DATA:
#####

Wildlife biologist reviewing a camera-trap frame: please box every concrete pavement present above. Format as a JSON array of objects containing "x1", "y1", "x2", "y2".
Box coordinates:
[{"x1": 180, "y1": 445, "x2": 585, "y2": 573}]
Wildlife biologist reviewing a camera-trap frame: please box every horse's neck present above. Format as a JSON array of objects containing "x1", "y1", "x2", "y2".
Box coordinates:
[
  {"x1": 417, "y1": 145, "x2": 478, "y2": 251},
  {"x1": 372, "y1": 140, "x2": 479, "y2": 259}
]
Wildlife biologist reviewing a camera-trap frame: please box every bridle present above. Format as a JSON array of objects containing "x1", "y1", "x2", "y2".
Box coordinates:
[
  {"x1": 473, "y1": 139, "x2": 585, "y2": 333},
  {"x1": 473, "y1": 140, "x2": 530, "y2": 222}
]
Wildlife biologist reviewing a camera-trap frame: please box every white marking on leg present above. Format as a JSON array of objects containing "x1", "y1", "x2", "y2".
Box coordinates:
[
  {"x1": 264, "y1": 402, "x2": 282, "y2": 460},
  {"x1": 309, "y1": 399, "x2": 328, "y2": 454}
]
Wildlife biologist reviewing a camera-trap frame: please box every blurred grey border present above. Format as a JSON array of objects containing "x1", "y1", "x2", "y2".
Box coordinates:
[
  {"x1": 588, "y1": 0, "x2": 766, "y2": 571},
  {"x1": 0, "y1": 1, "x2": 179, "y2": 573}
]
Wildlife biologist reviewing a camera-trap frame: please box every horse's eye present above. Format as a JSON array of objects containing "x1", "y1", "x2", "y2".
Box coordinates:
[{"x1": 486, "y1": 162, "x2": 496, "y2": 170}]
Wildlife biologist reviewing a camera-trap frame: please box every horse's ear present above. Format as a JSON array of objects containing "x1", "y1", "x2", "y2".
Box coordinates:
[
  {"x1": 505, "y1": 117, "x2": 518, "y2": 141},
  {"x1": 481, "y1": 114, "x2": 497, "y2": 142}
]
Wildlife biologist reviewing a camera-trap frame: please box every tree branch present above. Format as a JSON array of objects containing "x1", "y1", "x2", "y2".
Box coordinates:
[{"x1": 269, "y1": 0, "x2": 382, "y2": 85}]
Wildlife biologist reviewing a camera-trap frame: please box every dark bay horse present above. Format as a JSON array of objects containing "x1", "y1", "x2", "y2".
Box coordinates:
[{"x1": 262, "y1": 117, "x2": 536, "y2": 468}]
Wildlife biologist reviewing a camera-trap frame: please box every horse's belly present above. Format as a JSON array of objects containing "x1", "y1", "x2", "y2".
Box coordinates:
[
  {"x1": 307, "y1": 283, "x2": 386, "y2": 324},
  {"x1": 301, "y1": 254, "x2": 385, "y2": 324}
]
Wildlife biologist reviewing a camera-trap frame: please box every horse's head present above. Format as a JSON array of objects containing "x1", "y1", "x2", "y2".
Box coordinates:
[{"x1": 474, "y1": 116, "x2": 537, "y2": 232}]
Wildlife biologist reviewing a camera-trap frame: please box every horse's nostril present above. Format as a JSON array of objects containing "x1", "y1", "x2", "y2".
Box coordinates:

#####

PROBLEM TO WORK ON:
Would you quote, exactly and only, the lines from the one containing "every horse's nostril" to the end of the entries?

WRITTEN RESPONSE:
Wildlife biologist reviewing a camera-trap frame: please box every horse's nostril present above. Format as a JSON array of objects containing "x1", "y1", "x2", "y2".
Box coordinates:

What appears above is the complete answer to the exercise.